■ **What the exercise asks**
Without including any pictures, please copy every entry below exactly.

[Natural language region descriptions]
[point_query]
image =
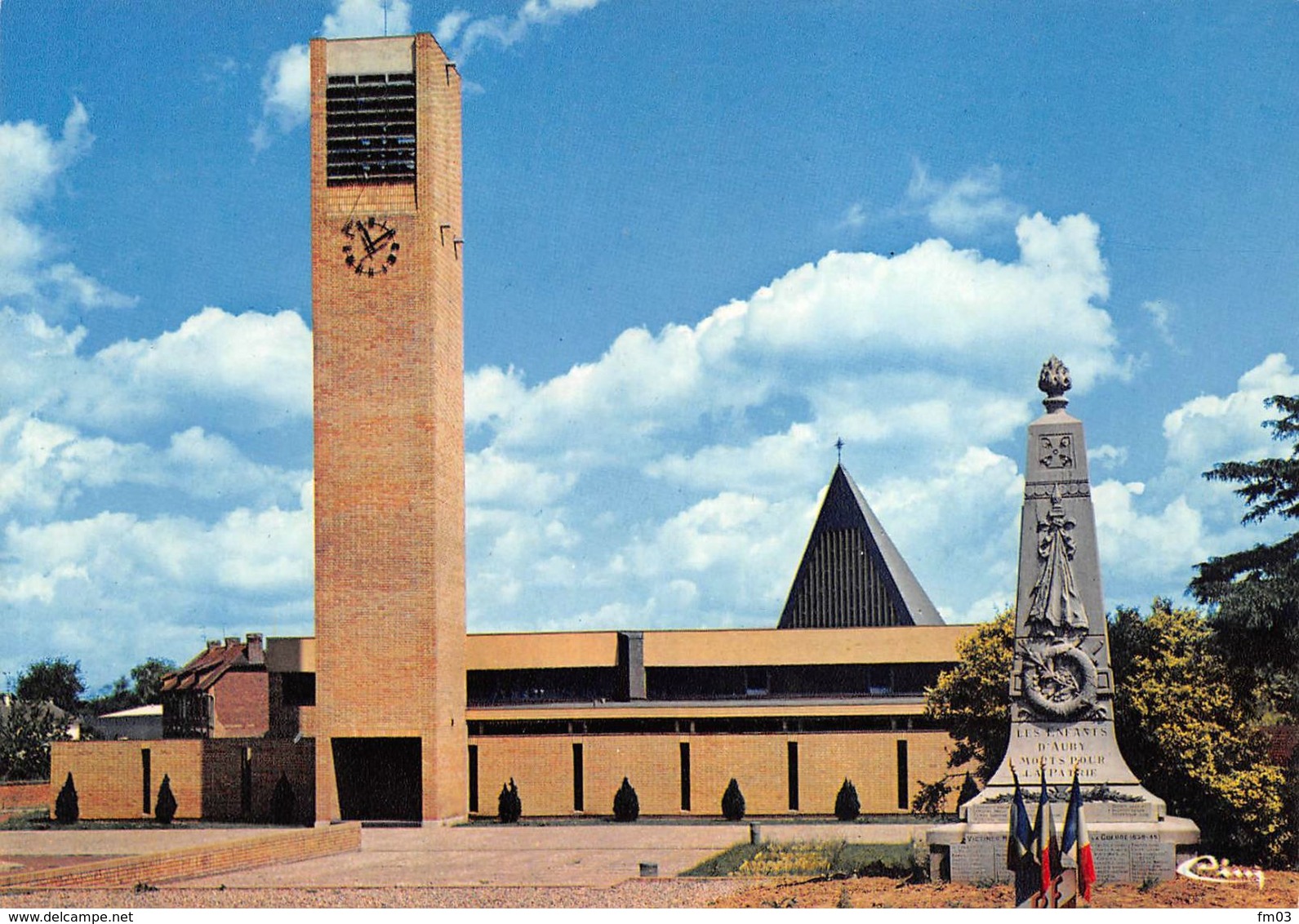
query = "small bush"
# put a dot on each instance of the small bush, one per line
(283, 802)
(164, 809)
(847, 806)
(626, 806)
(969, 789)
(509, 807)
(66, 811)
(930, 798)
(733, 802)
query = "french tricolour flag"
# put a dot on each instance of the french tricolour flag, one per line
(1076, 838)
(1048, 847)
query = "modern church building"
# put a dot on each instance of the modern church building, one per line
(391, 712)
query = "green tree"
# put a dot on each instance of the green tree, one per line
(147, 679)
(54, 679)
(973, 699)
(1181, 726)
(25, 737)
(1185, 734)
(1255, 592)
(143, 686)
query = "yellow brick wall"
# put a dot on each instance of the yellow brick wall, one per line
(206, 776)
(542, 767)
(108, 775)
(389, 396)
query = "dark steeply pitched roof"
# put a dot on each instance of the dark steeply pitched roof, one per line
(851, 572)
(206, 669)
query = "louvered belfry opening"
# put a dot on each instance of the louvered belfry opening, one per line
(369, 129)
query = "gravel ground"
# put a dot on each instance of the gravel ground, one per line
(665, 893)
(1281, 891)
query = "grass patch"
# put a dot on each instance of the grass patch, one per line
(809, 860)
(38, 820)
(727, 862)
(25, 820)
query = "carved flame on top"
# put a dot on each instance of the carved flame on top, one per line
(1054, 380)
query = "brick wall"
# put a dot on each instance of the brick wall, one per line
(191, 862)
(389, 422)
(241, 705)
(206, 776)
(24, 794)
(542, 767)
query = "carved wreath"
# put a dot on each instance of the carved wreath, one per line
(1059, 677)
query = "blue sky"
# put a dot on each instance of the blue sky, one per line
(703, 244)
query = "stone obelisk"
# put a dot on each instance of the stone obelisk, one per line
(1061, 683)
(1061, 686)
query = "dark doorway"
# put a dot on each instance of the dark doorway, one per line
(378, 779)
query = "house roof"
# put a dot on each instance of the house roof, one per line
(851, 574)
(204, 670)
(136, 713)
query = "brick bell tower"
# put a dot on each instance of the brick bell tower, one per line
(389, 414)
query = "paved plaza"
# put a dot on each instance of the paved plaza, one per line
(597, 854)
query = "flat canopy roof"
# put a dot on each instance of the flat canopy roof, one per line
(683, 648)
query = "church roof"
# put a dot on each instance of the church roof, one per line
(851, 572)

■ **Answer space**
[point_query]
image =
query = "small bush"
# put a dot on each instance of the small bush, one per line
(283, 802)
(164, 809)
(847, 806)
(626, 806)
(969, 789)
(509, 807)
(66, 811)
(930, 798)
(733, 802)
query = "french tricolour flag"
# put a dot on each instance of the french tricolour flag, one per line
(1076, 838)
(1048, 847)
query = "modern church building"
# put a dot on each instance of the modern church building, one per line
(391, 712)
query = "green tree"
# put a dot on each instance of the green tree, one per line
(147, 679)
(54, 679)
(973, 699)
(1181, 726)
(25, 737)
(1185, 734)
(1255, 592)
(143, 686)
query = "yellow brick wall"
# put a dot on each instance of the yellow brick wall, one per line
(206, 776)
(542, 767)
(108, 775)
(389, 396)
query = "dark steeply pitched roof"
# put a dot on each instance of the dark steeply pitched roof, one per line
(851, 572)
(206, 669)
query = "louvered belfry opening"
# put a dot on each instance of the louvered belfry opening, one per line
(369, 129)
query = "gravel ground"
# put a dot on each instance of the gravel ground, one per line
(665, 893)
(1281, 891)
query = "grass patch"
# put a dot on each instance of the grass patch, one per line
(809, 860)
(38, 820)
(727, 862)
(25, 820)
query = "carved flame on top"
# put a dot on each instance of the carved flame on top, one per line
(1054, 380)
query = "brick wall"
# put a dot on each instance of the brick wall, one per line
(191, 862)
(389, 422)
(241, 705)
(206, 776)
(24, 794)
(542, 767)
query = "carved wreath"
# put a dot on each instance of the carved wreath, one per line
(1059, 677)
query = "blue sky"
# put a dot on each instance of the blue sky, one per line
(703, 244)
query = "stone obelisk"
# put a dot on each instance of the stone obelisk, one per line
(1061, 683)
(1061, 686)
query = "dark doorway"
# put a dot on each instance of the dark doorway, one per line
(378, 779)
query = "house roof"
# put a dot on each instance of the house roof, one per line
(851, 574)
(204, 670)
(136, 713)
query = "brick bell tower"
# put a dot on each instance of the brick bell tower, one per line
(389, 414)
query = "paved plaza"
# put a dot on each instance of the paved plaza, one per line
(597, 854)
query = "flat canopy roof"
# put a dot on each instance of the flat canopy roof, one per line
(683, 648)
query = "church roof"
# put a dot on each instance of the church roof, one per line
(851, 572)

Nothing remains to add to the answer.